## Exercise details
Pick out all lines with the word "tarpaulin" from the records that follow.

## Source material

§

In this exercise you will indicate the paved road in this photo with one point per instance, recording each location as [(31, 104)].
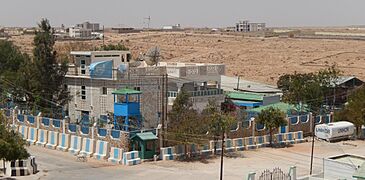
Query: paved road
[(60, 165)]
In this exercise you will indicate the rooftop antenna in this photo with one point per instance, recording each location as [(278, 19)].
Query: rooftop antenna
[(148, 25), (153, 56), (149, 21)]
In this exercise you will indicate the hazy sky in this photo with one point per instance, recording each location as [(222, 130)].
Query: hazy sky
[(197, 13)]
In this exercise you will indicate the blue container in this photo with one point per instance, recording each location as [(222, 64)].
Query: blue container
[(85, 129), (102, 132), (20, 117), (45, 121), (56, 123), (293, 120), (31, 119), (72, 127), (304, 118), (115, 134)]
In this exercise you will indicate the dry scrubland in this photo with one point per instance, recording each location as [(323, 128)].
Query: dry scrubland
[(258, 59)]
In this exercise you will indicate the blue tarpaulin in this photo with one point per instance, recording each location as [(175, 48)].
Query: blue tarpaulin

§

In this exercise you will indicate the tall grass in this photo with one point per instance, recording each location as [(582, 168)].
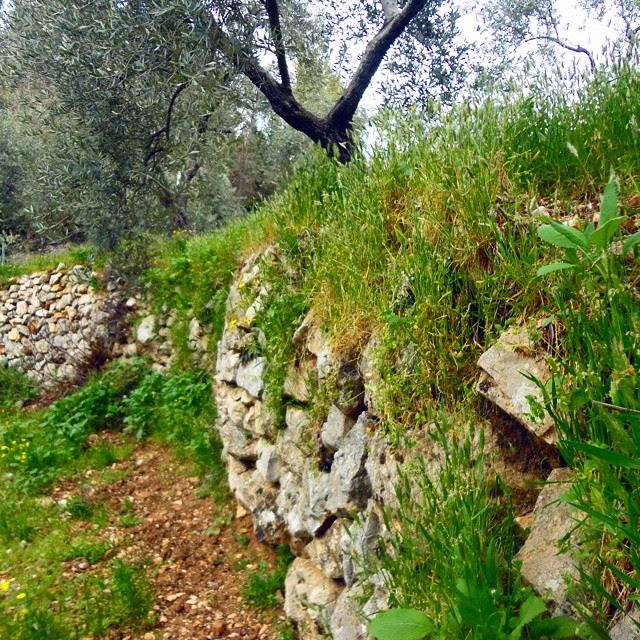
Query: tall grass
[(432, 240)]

§

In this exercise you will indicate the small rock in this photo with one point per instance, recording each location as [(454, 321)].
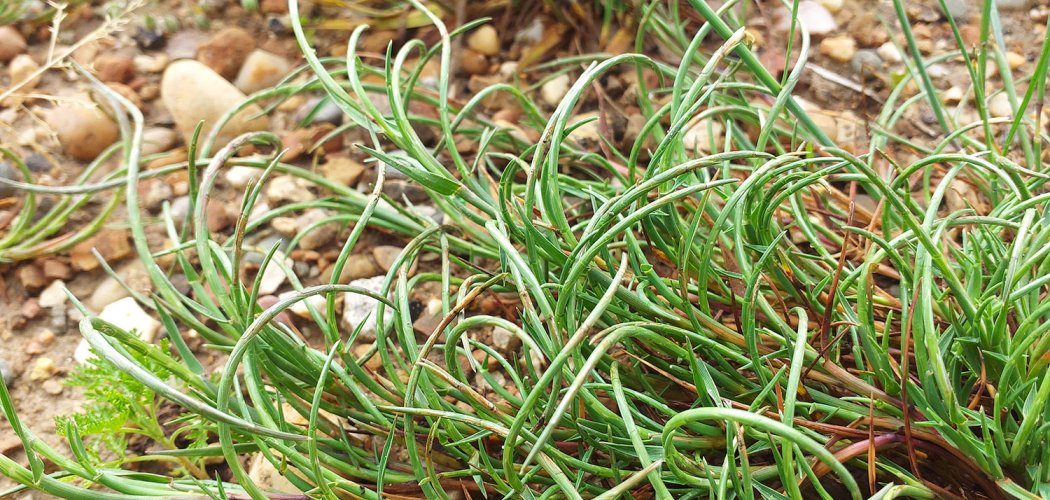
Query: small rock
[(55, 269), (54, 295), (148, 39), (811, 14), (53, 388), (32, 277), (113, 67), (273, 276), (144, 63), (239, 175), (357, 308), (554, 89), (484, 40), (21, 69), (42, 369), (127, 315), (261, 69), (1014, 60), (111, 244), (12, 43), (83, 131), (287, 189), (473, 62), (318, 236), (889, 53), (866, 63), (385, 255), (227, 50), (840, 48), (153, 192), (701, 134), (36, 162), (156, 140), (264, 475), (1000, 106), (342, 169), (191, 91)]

§

## Result for this task
In this exercise you will indicate the blue tarpaulin in this photo with one point per instance, recording each location as [(175, 48)].
Query: blue tarpaulin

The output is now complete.